> EXERCISE BRIEF: Type out each entry exactly.

Dataset items
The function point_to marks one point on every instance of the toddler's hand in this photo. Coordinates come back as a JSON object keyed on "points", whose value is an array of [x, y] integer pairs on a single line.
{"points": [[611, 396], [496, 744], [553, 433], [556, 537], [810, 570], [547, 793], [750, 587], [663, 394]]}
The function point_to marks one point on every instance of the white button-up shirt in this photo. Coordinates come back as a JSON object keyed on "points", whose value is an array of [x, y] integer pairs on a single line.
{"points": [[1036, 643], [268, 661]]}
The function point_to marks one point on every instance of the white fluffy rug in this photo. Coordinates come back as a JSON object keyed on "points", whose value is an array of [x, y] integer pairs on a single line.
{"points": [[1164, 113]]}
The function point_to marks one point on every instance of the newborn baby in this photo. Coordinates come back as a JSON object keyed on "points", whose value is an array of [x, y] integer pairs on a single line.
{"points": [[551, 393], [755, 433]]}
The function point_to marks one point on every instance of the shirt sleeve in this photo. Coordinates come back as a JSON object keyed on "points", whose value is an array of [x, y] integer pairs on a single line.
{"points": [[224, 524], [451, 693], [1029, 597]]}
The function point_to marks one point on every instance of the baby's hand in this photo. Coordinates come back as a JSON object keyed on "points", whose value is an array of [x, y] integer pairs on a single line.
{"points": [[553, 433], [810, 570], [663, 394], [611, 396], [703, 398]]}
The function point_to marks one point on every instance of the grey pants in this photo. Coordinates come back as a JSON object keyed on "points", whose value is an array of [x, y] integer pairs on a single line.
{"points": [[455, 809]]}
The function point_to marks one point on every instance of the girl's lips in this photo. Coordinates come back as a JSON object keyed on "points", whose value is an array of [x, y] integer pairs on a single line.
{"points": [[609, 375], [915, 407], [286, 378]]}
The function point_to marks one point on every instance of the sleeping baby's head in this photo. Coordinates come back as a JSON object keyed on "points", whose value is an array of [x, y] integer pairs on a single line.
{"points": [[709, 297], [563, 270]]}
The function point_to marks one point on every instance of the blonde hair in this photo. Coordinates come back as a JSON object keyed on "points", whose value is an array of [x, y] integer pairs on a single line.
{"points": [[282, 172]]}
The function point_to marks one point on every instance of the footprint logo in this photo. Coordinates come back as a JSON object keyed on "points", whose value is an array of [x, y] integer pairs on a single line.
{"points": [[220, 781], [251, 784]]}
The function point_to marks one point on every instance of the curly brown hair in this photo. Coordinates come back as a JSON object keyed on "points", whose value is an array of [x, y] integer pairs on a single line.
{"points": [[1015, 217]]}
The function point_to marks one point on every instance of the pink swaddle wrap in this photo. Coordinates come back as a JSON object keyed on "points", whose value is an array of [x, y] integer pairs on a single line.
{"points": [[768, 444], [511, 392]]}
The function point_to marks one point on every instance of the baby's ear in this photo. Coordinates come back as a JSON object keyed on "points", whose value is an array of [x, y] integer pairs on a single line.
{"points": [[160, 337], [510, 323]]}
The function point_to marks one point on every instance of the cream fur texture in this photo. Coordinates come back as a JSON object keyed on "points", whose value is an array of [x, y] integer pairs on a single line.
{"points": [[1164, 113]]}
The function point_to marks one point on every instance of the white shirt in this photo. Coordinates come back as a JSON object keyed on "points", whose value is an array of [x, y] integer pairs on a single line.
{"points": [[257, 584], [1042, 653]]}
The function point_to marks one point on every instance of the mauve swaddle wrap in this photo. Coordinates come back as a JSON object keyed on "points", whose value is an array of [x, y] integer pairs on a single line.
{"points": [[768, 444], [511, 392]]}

> ANSWER SPACE:
The function point_to marks one point on every instance of the toddler's hand in this photo. Coordinates come back as a JSON object keyed on "points", whose value is an array of [x, y] integer pairs on a single line.
{"points": [[611, 396], [496, 744], [553, 433], [556, 537], [810, 570], [547, 793], [750, 587], [663, 394]]}
The function point_to marks one point on every instance of the white button-up shirt in this photo. Coordinates come back as a JSON object keyed on "points", whose value is an array of [x, y] integer pairs on a single line.
{"points": [[1036, 643], [268, 661]]}
The function point_to marks one point on every instance of the white fluffy rug in this photo. Coordinates come back as a JSON object keyed on "points", whose value is an array of [x, y] integer pairs on a single line.
{"points": [[1164, 113]]}
The function point_to marks one point on every instance of the newborn baby in this photo. Coordinates come back as a JSON object keyed on "points", whose value is an array of [x, y] integer pairs on a single line.
{"points": [[551, 393], [755, 433]]}
The function point_to marks one point on every instance of the shirt sleeve in this photo. Coordinates come back as a JSON object keyed on "points", whose value is an array of [x, y] integer pairs on a single line.
{"points": [[224, 524], [451, 693], [1029, 597]]}
The function point_to marks one point on every instance of the baby's hand in this photo. Coordinates come back as a JSON object keyed on "points", whose value is an array of [x, y] integer pairs on a single line.
{"points": [[553, 433], [810, 570], [663, 394], [611, 396], [703, 398]]}
The function point_to marks one point on every instance of the grey pants in this photo. Coordinates come back as a JSON object keyed on "points", whose value is an array of [x, y] integer pairs on a single line.
{"points": [[455, 809]]}
The function point_to marks one point on every instance of the girl's lips in this photo. Coordinates come back as a JSON object keyed on "points", whose value is an array of [x, y] integer pairs on a single line.
{"points": [[609, 375], [915, 407], [286, 378]]}
The function point_to marks one point on every instance of the sleeping baby's head in this photo. Coordinates come back as a JSON object keyed on "points", whose value is an array of [x, y] integer pairs on a single line.
{"points": [[709, 297], [563, 270]]}
The function point_to marks one point on every instance of the blonde hair in this photo. Coordinates come back as a JSON object keyed on "points", whose value is an array of [x, y] integer pairs on a single line.
{"points": [[282, 172]]}
The function point_to marks one point on every instance of the footprint logo in this photo. Coordinates come back as a JSON object keyed on "points", whose value is an array of [x, y] integer pairs on a single line.
{"points": [[220, 781], [251, 784]]}
The function point_to marks one point on every instance of the curly brown hair in this photo. Coordinates come back as a JSON object keyed on "points", whose value is an array of [x, y] integer pairs on a single line.
{"points": [[1015, 217]]}
The function point_to marks one point on every instance of the pink swaddle wrap in this photo. Coordinates come back as a JSON object keyed on "points", whose value is an array of [x, y] integer pairs on a single line.
{"points": [[768, 444], [511, 392]]}
The function point_to marks one point on every instance of the baby's ear in this photo. Coordinates come back as a JSON object keyed on "points", whose value is an array of [x, y] integer pairs on a single line.
{"points": [[160, 337], [510, 323]]}
The function point_to marks one point on every instance of the cream fur texture in this photo. Coordinates come back as a JSON object keyed on "points", whose value is an array of [x, y] integer pairs on a single line.
{"points": [[1164, 113]]}
The function point_to marks one point on every instance of the white shirt in this photo. Coordinates come back as a JSON object keyed on "points", whose value is an array of [x, y] integer pairs on a single line.
{"points": [[257, 584], [1042, 653]]}
The function point_to marks one point on every instance of the mauve swaddle wrap in this photo. Coordinates come back as a JSON object keyed on "points", whose value is an array of [x, y] integer pairs on a single line.
{"points": [[768, 444], [511, 392]]}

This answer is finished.